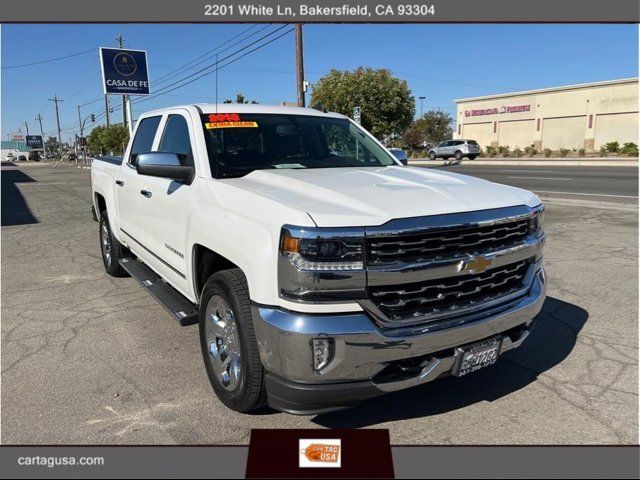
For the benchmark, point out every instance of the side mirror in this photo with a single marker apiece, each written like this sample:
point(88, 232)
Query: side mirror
point(164, 165)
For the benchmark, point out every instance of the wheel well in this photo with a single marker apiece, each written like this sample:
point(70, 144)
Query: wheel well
point(206, 262)
point(101, 203)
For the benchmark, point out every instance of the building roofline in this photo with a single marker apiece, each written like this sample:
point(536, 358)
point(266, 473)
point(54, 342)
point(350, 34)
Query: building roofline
point(550, 89)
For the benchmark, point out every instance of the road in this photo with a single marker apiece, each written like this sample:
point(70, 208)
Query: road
point(596, 183)
point(91, 359)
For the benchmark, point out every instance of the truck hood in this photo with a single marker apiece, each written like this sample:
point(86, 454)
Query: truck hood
point(336, 197)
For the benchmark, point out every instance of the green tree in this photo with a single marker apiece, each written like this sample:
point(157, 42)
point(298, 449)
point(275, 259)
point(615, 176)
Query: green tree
point(240, 99)
point(386, 101)
point(435, 126)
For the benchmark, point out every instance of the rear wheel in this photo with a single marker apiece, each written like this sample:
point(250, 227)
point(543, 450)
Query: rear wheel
point(228, 342)
point(112, 250)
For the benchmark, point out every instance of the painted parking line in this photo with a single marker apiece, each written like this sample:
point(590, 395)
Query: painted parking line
point(527, 171)
point(544, 178)
point(586, 194)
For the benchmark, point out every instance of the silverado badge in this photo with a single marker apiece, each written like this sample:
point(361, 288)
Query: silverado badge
point(476, 264)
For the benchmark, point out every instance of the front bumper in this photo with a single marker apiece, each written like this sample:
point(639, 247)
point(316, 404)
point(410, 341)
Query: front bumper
point(369, 361)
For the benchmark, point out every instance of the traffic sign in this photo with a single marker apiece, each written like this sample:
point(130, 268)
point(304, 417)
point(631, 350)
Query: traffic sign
point(124, 71)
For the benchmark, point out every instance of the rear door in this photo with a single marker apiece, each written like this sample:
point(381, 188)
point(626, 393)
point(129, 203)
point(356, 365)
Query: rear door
point(165, 209)
point(128, 184)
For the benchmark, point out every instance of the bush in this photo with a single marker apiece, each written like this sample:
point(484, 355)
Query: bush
point(630, 149)
point(613, 147)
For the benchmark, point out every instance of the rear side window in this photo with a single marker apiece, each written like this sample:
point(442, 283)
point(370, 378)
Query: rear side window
point(143, 141)
point(175, 139)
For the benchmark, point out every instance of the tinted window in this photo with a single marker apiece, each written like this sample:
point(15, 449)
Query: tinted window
point(239, 144)
point(175, 139)
point(143, 140)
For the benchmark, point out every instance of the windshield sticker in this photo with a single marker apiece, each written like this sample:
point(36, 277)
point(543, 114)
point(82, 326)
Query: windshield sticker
point(238, 124)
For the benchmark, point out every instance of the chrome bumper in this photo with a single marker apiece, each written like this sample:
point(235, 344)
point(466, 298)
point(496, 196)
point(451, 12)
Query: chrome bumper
point(362, 350)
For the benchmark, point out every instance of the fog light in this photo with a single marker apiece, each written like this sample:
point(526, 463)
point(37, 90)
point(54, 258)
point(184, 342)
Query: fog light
point(321, 352)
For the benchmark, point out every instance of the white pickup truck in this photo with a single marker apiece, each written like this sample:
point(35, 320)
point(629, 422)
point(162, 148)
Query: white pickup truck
point(320, 270)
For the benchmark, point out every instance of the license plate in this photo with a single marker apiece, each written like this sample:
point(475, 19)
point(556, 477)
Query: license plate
point(479, 355)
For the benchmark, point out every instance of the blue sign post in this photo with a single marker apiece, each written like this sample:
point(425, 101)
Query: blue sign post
point(124, 71)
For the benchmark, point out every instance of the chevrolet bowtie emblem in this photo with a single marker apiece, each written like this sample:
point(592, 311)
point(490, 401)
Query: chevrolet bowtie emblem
point(476, 264)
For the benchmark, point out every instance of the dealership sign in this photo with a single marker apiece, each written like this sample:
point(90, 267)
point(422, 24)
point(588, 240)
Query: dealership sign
point(34, 142)
point(124, 72)
point(497, 110)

***

# TASK DETAILS:
Print every entry exactly as written, without the pictures.

# CORRECT RESPONSE:
For the benchmark, point out every instance of the side mirror in this photo with a single marker apiece, each written like this sample:
point(88, 232)
Query: side mirror
point(164, 165)
For the benchmark, point out every instance of the wheel well in this photo with a single marker apiece, each written like this sample:
point(70, 144)
Query: wheel well
point(206, 262)
point(101, 203)
For the benchmark, point out every instance of the building roofline in this photo with a single marker apiece, each written like this sample:
point(536, 358)
point(266, 473)
point(54, 342)
point(350, 34)
Query: building roofline
point(550, 89)
For the benchmark, point out every instance of the road in this photo with a single marker apiece, each written like this sample:
point(70, 208)
Query: road
point(596, 183)
point(91, 359)
For the benchmark, point out every instance of the truck hood in this photo with a single marker apiece, each written like this sample:
point(86, 454)
Query: truck hood
point(336, 197)
For the benchmark, point out every instance of the green tree in this photo with a single marker apiece, each written like this sample:
point(157, 42)
point(298, 449)
point(275, 259)
point(615, 176)
Query: green tree
point(240, 99)
point(386, 101)
point(435, 126)
For the benchmark, point out every instance of the rear wheel in this photo with a single marker apiece, each written like this sample:
point(250, 227)
point(543, 450)
Query: rear wheel
point(228, 342)
point(112, 250)
For the benchmark, point out every instance of the painted parking line in this photo with a single marker apiece, each written like this sample:
point(590, 395)
Query: painted parking line
point(527, 171)
point(544, 178)
point(586, 194)
For the benchmark, point out every instance of the silverado badge in this photo with a single marker apiece, each written like this sample:
point(361, 288)
Query: silverado badge
point(476, 264)
For the benchmark, point out every instance of the front bumper in this photo with a single marker apiece, each written like this sample:
point(639, 247)
point(316, 404)
point(410, 341)
Query: front bumper
point(369, 361)
For the benchmark, point out every instance of the traffic sign in this photo with a single marker apiece, each written like this sample:
point(130, 268)
point(304, 417)
point(631, 350)
Query: traffic sign
point(124, 71)
For the benchmark, point out every instance of the rear door in this photo with a single marker apiece, each written like this sample:
point(381, 188)
point(626, 393)
point(129, 203)
point(356, 365)
Query: rear door
point(165, 209)
point(128, 184)
For the benchmark, point out every instance of the bush in this photo with a single marker apiece, each written like this sample:
point(484, 355)
Query: bush
point(630, 149)
point(613, 147)
For the benchmark, point out every instance of the rear side window in this photo with a single marker apiece, each written like this sample:
point(442, 283)
point(370, 378)
Query: rear side window
point(143, 141)
point(175, 139)
For the benchmark, point out every instance of the tinted window in this photo with a single marker apiece, each written like this sample:
point(15, 449)
Query: tinted window
point(239, 144)
point(175, 139)
point(143, 140)
For the benchmark, point out every instance of the windshield sticker in this photo with a single marker apiece, each written like this sample:
point(36, 277)
point(543, 114)
point(82, 326)
Query: windshield sticker
point(238, 124)
For the benchmark, point out every instance of the chrome bumper in this photo with a single marker apiece, each written like this sample:
point(235, 344)
point(466, 298)
point(496, 196)
point(451, 12)
Query: chrome bumper
point(362, 350)
For the benchmark, point out every instance of the fog light in this photo with a single marker apiece, each written like this sample:
point(526, 463)
point(37, 90)
point(54, 258)
point(184, 342)
Query: fog light
point(321, 352)
For the benchmark, point out every instance of the white pickup truck in this photo with a single marker apiece, each written like this sample:
point(35, 320)
point(629, 422)
point(162, 148)
Query: white pickup truck
point(320, 270)
For the benchmark, point out every instance of the license plate in this photo with a single marker apiece, each written like this sample:
point(475, 19)
point(556, 477)
Query: license plate
point(479, 355)
For the benchmark, point out every instance of the blue sign post in this photo with a single marker apiece, each written like this sample:
point(425, 101)
Query: blue sign post
point(124, 71)
For the benchmark, point out every instance of the chevrolet bowtie emblem in this photo with a single marker apiece, each written like this sample:
point(592, 311)
point(490, 401)
Query: chevrolet bowtie emblem
point(476, 264)
For the benchmark, point out every instance of the dealership sign in this photo with a single marker apiece, each written like this sample:
point(90, 267)
point(422, 24)
point(588, 240)
Query: dealership sign
point(34, 142)
point(124, 72)
point(497, 110)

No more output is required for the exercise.